Short exercise
Rewrite every item below, replacing "calibrate a detector" with "tune an object detector" wherever it occurs and keeping everything else the same. Leave the pictures out of your answer.

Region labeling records
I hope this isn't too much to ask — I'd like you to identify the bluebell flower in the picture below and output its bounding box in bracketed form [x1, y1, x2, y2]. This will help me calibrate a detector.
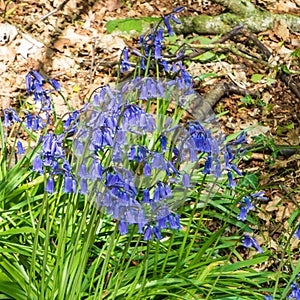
[164, 15, 174, 35]
[45, 175, 55, 194]
[167, 214, 181, 230]
[160, 59, 170, 72]
[243, 234, 264, 253]
[250, 191, 268, 201]
[202, 155, 213, 174]
[32, 155, 44, 174]
[79, 179, 89, 195]
[119, 221, 128, 235]
[144, 225, 152, 241]
[287, 282, 300, 300]
[24, 114, 33, 129]
[182, 173, 191, 188]
[32, 115, 46, 131]
[237, 205, 247, 222]
[49, 79, 61, 92]
[153, 28, 163, 60]
[243, 197, 255, 212]
[64, 172, 76, 194]
[144, 164, 152, 177]
[173, 6, 186, 13]
[295, 224, 300, 240]
[231, 131, 248, 145]
[227, 171, 237, 189]
[16, 141, 25, 154]
[31, 71, 45, 85]
[4, 108, 21, 127]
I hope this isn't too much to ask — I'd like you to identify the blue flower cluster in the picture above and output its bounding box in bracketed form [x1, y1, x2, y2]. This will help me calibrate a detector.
[0, 7, 272, 244]
[73, 77, 225, 240]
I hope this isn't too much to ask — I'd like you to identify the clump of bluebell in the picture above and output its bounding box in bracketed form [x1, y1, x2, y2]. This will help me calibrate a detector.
[73, 77, 226, 240]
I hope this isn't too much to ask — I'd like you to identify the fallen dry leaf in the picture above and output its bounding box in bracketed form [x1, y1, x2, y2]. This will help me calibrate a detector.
[273, 20, 290, 42]
[0, 46, 16, 65]
[106, 0, 122, 11]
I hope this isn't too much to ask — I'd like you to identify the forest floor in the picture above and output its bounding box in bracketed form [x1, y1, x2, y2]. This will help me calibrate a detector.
[0, 0, 300, 260]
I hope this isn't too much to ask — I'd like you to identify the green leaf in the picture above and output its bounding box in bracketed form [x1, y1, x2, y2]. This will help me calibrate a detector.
[223, 255, 268, 272]
[0, 282, 28, 300]
[291, 48, 300, 58]
[251, 74, 264, 83]
[191, 51, 216, 62]
[194, 73, 219, 81]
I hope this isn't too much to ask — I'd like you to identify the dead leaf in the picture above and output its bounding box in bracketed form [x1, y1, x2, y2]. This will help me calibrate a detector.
[53, 38, 71, 52]
[17, 33, 44, 58]
[0, 46, 16, 65]
[0, 23, 18, 45]
[106, 0, 122, 11]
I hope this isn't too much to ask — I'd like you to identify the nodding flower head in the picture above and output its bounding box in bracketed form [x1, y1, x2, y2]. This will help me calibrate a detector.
[72, 77, 224, 240]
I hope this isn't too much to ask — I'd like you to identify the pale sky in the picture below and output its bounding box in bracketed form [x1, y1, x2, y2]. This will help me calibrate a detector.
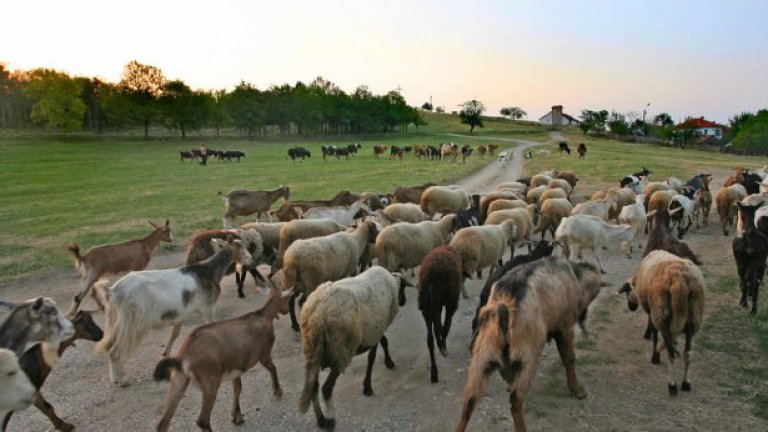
[0, 0, 768, 123]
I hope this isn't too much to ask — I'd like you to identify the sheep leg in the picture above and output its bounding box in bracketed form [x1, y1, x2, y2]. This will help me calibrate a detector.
[363, 344, 379, 396]
[421, 311, 438, 383]
[379, 336, 395, 369]
[554, 326, 587, 399]
[232, 377, 245, 424]
[318, 368, 340, 428]
[163, 323, 181, 357]
[157, 373, 190, 432]
[35, 391, 75, 432]
[195, 374, 221, 432]
[682, 322, 693, 391]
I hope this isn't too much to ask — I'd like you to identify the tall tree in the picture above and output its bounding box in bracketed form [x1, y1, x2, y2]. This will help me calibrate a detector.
[120, 60, 165, 139]
[459, 99, 485, 134]
[25, 69, 85, 132]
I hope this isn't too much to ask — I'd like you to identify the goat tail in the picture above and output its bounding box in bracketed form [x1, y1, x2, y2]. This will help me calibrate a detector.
[152, 357, 184, 381]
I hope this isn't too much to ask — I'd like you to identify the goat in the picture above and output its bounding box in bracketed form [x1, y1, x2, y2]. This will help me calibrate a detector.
[0, 297, 75, 358]
[225, 185, 291, 229]
[67, 220, 173, 316]
[3, 310, 104, 432]
[733, 202, 768, 315]
[96, 238, 251, 386]
[455, 257, 601, 432]
[153, 289, 291, 431]
[619, 250, 704, 396]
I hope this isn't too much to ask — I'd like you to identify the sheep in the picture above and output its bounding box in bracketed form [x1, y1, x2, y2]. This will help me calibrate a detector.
[455, 258, 601, 432]
[533, 198, 573, 240]
[375, 215, 457, 271]
[555, 214, 633, 273]
[298, 266, 410, 428]
[488, 199, 526, 214]
[0, 310, 104, 432]
[619, 194, 648, 255]
[297, 200, 372, 226]
[619, 250, 705, 396]
[485, 204, 536, 257]
[283, 222, 379, 331]
[448, 219, 517, 284]
[67, 220, 173, 315]
[0, 348, 37, 431]
[732, 202, 768, 315]
[418, 245, 464, 383]
[555, 171, 579, 188]
[667, 195, 696, 240]
[224, 185, 291, 229]
[480, 190, 521, 224]
[537, 186, 568, 207]
[379, 203, 427, 225]
[421, 186, 469, 217]
[715, 184, 747, 236]
[273, 219, 347, 266]
[531, 174, 552, 188]
[153, 289, 291, 432]
[96, 238, 251, 386]
[571, 190, 619, 221]
[472, 240, 559, 334]
[274, 191, 360, 222]
[0, 297, 75, 358]
[186, 229, 268, 298]
[547, 178, 573, 196]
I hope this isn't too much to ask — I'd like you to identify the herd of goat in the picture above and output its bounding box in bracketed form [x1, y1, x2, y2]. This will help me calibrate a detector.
[0, 154, 768, 431]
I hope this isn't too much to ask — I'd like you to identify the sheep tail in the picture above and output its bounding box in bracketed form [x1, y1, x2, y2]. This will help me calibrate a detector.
[660, 292, 683, 358]
[152, 357, 183, 381]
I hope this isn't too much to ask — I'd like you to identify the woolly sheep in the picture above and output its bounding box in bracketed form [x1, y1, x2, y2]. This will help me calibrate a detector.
[299, 266, 408, 428]
[619, 250, 705, 396]
[375, 215, 456, 271]
[283, 222, 379, 331]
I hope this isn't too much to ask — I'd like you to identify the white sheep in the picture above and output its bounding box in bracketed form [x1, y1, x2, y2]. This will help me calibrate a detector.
[299, 266, 409, 428]
[283, 221, 379, 331]
[555, 214, 632, 273]
[375, 215, 457, 271]
[421, 186, 469, 217]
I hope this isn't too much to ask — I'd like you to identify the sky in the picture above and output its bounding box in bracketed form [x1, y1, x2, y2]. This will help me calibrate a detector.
[0, 0, 768, 123]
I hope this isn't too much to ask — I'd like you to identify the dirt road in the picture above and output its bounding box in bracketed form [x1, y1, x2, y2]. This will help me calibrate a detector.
[0, 139, 768, 432]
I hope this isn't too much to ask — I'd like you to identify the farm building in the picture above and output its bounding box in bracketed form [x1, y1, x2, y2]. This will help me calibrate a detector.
[539, 105, 581, 126]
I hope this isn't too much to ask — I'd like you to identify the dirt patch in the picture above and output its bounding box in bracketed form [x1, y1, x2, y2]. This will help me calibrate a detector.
[0, 146, 768, 432]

Full solution
I hope this isn't too much to ask — I'd like you to identify the bluebell flower in the picture below and output its bounding box in bracketed form [x1, y1, x2, y2]. This will help me tune an object detector.
[164, 15, 174, 35]
[45, 175, 55, 194]
[167, 214, 181, 230]
[160, 59, 170, 72]
[243, 234, 264, 253]
[250, 191, 268, 201]
[202, 155, 213, 174]
[32, 155, 44, 174]
[79, 179, 89, 195]
[119, 221, 128, 235]
[144, 225, 152, 241]
[287, 282, 300, 300]
[24, 114, 33, 129]
[182, 173, 191, 188]
[32, 115, 46, 131]
[237, 205, 247, 222]
[49, 79, 61, 92]
[153, 28, 163, 60]
[243, 197, 255, 212]
[64, 172, 76, 194]
[144, 164, 152, 177]
[173, 6, 186, 13]
[295, 224, 300, 240]
[231, 131, 248, 145]
[227, 171, 237, 189]
[16, 141, 25, 154]
[31, 71, 45, 85]
[4, 108, 21, 127]
I hope this isn't too much to ask — I'd like you to identify the blue flower cluster in the picture above and output its bounding box in bracketed form [x1, y1, x2, y2]. This will help me tune an object detector.
[0, 7, 272, 244]
[73, 77, 225, 240]
I hope this isn't too much to ask — I'd like you to identify the clump of bluebell in the picture above and output its bounding box in bracketed form [x1, y1, x2, y2]. This will help me tune an object detector.
[73, 77, 226, 240]
I hope this isn't too much to ask — I'd like you to identify the fallen dry leaf in the picture above and output its bounding box in bracketed form [x1, y1, x2, y2]. This will help me tune an object detector.
[273, 20, 290, 42]
[0, 46, 16, 65]
[106, 0, 122, 11]
I hope this isn't too much to ask — I'd like you to identify the forest floor in the picture above and output its bounding box in bracketed form [x1, y1, x2, y2]. This will help me tune an object detector.
[0, 0, 300, 260]
I hope this isn't too much to ask — I'd like you to identify the green leaf in the picture above and output its bounding box in bracketed form [x1, y1, x2, y2]. This will help me tune an object detector.
[223, 255, 268, 272]
[0, 282, 28, 300]
[291, 48, 300, 58]
[251, 74, 264, 83]
[191, 51, 216, 62]
[194, 73, 219, 81]
I hope this isn't too much to ask — I'd like you to identify the dead leaf in the picture above and output its bounding box in bracketed form [x1, y1, x2, y2]. This will help me tune an object detector.
[53, 38, 71, 52]
[17, 33, 44, 58]
[0, 46, 16, 65]
[0, 23, 18, 45]
[106, 0, 122, 11]
I hope this isn't too much to ask — I'd like you to identify the nodding flower head in the picture above and output its bounding box in bracketed form [x1, y1, x2, y2]. This will help me tune an object detector.
[72, 77, 224, 240]
I hope this isn't too much to ask — I'd like you to identify the pale sky in the picture below and output its bounding box in bracketed form [x1, y1, x2, y2]. This will help me tune an object detector.
[0, 0, 768, 123]
I hope this isn't too much to ask — I'd like you to identify the sheep leg in the picture above and output its bounding box in bracketed form [x1, y1, x2, y2]. This will help me tune an object detector.
[363, 344, 379, 396]
[421, 311, 438, 383]
[379, 336, 395, 369]
[554, 326, 587, 399]
[232, 377, 245, 424]
[318, 368, 340, 428]
[163, 323, 181, 357]
[157, 373, 190, 432]
[35, 391, 75, 432]
[195, 374, 221, 432]
[682, 322, 693, 391]
I hope this isn't too much to ask — I'd like you to identify the tall tree in the picture above and output its bounding box in bracketed form [x1, y1, x2, y2]. This will help me tune an object detector.
[120, 60, 165, 139]
[459, 99, 485, 134]
[25, 69, 85, 132]
I hope this isn't too much to ask — I'd like you to identify the goat tail in the picture above and output its bounding box in bracketed form [x1, y1, x2, y2]. This will help me tune an object detector.
[152, 357, 184, 381]
I hope this isn't too much to ask — I'd like you to identify the goat in the picture above and output its bounding box in bracketed form [x1, y1, x2, y2]. This will help me tune an object detector.
[0, 297, 75, 358]
[225, 185, 291, 229]
[67, 220, 173, 316]
[3, 310, 104, 432]
[733, 202, 768, 315]
[96, 238, 251, 386]
[455, 257, 601, 432]
[153, 289, 291, 431]
[619, 250, 704, 396]
I hope this isn't too much to ask — I'd like you to identify the sheep in the picture above and output its bounding box in bracketed form [x1, y1, x2, y2]. This will help me tune an object detector.
[455, 258, 601, 432]
[533, 198, 573, 240]
[375, 215, 457, 271]
[555, 214, 633, 273]
[298, 266, 410, 428]
[488, 199, 526, 214]
[0, 310, 104, 432]
[619, 194, 648, 255]
[297, 200, 372, 226]
[619, 250, 705, 396]
[485, 204, 536, 257]
[283, 222, 379, 331]
[448, 219, 517, 284]
[67, 220, 173, 315]
[0, 348, 37, 431]
[732, 202, 768, 315]
[418, 245, 464, 383]
[555, 171, 579, 188]
[667, 195, 696, 240]
[224, 185, 291, 229]
[480, 190, 521, 224]
[537, 186, 568, 207]
[379, 203, 427, 225]
[421, 186, 469, 217]
[715, 184, 747, 236]
[273, 219, 347, 266]
[531, 174, 552, 188]
[153, 289, 291, 432]
[96, 238, 251, 386]
[571, 190, 619, 221]
[472, 240, 559, 334]
[274, 191, 360, 222]
[0, 297, 75, 358]
[186, 229, 268, 298]
[547, 178, 573, 196]
I hope this isn't too much to ask — I'd like you to identify the herd of goat in the picture above and output its bounding box in bracketed form [x1, y1, x2, y2]. This will help me tune an object detector.
[0, 154, 768, 431]
I hope this isn't too much to ask — I'd like you to identify the sheep tail in the picture above and output its bounding box in bracketed form [x1, y1, x2, y2]. This will help me tune an object detector.
[660, 292, 683, 358]
[152, 357, 183, 381]
I hope this isn't too much to ask — I'd like you to identify the woolly sheep in the picture above and output its bounding box in bracketed form [x1, y1, x2, y2]. This will help me tune an object detector.
[299, 266, 408, 428]
[619, 250, 705, 396]
[375, 215, 456, 271]
[283, 222, 379, 331]
I hope this isn't too much to ask — I'd like you to identify the white sheep in the picture above and output its bounding box in bracketed form [x1, y1, x2, y2]. This will help me tune an object detector.
[299, 266, 409, 428]
[283, 221, 379, 331]
[555, 214, 632, 273]
[375, 215, 457, 271]
[421, 186, 469, 217]
I hope this isn't too much to ask — I'd like you to identify the sky in the picture above and output its bounding box in bracketed form [x1, y1, x2, y2]. This will help me tune an object detector.
[0, 0, 768, 123]
I hope this isn't too much to ask — I'd like you to identify the dirt road in the picture above and output its bounding box in bracketed form [x1, y1, x2, y2]. This will help me tune an object detector.
[0, 139, 768, 432]
I hope this isn't too much to ask — I'd like you to identify the farm building in the picture above and output its bounding box in bracketed form [x1, y1, x2, y2]. This will help me tune an object detector.
[539, 105, 581, 126]
I hope this isn't too much to ask — I'd like you to identify the dirt patch in the picture above and output its bounding box in bracketed form [x1, y1, x2, y2]. This will help me tune an object detector.
[0, 146, 768, 432]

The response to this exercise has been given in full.